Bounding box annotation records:
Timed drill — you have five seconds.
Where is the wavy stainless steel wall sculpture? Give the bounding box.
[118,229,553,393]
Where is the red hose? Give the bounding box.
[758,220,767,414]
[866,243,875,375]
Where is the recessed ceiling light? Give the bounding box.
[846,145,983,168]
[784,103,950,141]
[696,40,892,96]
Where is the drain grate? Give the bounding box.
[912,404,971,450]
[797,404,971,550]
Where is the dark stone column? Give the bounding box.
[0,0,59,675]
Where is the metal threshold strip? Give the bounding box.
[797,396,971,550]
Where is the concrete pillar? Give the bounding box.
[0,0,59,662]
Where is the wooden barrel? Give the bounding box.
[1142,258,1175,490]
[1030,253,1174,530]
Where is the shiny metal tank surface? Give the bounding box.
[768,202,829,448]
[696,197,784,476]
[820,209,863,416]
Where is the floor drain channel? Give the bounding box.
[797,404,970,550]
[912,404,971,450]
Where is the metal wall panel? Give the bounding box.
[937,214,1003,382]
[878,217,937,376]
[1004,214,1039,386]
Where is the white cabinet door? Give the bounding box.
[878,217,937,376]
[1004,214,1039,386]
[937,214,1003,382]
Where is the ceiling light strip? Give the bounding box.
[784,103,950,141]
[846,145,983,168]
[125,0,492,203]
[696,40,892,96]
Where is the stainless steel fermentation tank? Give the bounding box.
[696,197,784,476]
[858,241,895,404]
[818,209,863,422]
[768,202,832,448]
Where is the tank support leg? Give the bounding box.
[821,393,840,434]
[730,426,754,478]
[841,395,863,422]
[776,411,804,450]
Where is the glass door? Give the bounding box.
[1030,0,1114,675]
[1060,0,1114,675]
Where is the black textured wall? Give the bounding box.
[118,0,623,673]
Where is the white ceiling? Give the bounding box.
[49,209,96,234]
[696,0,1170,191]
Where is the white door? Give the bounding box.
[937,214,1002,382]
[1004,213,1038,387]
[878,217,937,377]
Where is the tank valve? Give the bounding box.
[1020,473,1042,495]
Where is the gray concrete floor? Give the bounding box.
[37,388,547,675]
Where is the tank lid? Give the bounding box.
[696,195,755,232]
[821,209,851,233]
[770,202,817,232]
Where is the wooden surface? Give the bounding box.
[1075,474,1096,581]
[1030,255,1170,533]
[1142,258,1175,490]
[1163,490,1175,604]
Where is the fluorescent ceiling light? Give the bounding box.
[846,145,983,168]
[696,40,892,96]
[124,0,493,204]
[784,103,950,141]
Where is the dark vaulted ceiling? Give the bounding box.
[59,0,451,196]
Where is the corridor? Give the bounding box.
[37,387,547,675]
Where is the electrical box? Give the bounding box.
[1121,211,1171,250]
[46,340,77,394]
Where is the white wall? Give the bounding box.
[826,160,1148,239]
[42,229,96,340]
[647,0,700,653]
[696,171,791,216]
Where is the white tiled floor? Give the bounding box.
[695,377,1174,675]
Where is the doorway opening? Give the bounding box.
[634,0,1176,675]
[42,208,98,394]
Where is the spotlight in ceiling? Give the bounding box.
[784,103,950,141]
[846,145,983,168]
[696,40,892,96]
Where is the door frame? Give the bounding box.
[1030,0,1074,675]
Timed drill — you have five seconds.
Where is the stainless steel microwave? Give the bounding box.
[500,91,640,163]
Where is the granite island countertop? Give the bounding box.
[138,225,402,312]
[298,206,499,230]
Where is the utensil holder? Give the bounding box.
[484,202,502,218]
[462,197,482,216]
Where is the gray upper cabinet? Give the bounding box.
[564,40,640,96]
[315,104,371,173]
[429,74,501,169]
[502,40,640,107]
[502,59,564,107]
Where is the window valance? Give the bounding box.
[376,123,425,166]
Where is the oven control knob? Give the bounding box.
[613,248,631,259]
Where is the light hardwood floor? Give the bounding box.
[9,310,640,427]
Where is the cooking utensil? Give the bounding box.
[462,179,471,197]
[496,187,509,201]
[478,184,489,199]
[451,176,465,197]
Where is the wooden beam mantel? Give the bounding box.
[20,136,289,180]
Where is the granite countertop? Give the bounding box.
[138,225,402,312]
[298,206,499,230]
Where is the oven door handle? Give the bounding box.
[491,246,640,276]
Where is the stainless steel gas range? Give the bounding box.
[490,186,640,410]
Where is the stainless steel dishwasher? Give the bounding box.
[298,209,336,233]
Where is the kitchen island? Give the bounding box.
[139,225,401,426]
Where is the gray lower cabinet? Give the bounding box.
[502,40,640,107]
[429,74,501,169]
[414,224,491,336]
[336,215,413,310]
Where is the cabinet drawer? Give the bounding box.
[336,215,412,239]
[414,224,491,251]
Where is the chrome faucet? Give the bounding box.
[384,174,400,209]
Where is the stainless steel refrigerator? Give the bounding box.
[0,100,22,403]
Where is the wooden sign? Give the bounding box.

Stated task:
Please retype the lines between the one holding "Where is the metal threshold" and the one holding "[1030,253,1174,530]", inclusive.

Solution below:
Where is the metal threshold strip? Give the bounding box.
[797,396,971,550]
Where is the concrete pillar? Give the bounding box.
[0,0,59,662]
Where is the wooden barrel? Give the bounding box.
[1142,258,1175,490]
[1030,253,1174,530]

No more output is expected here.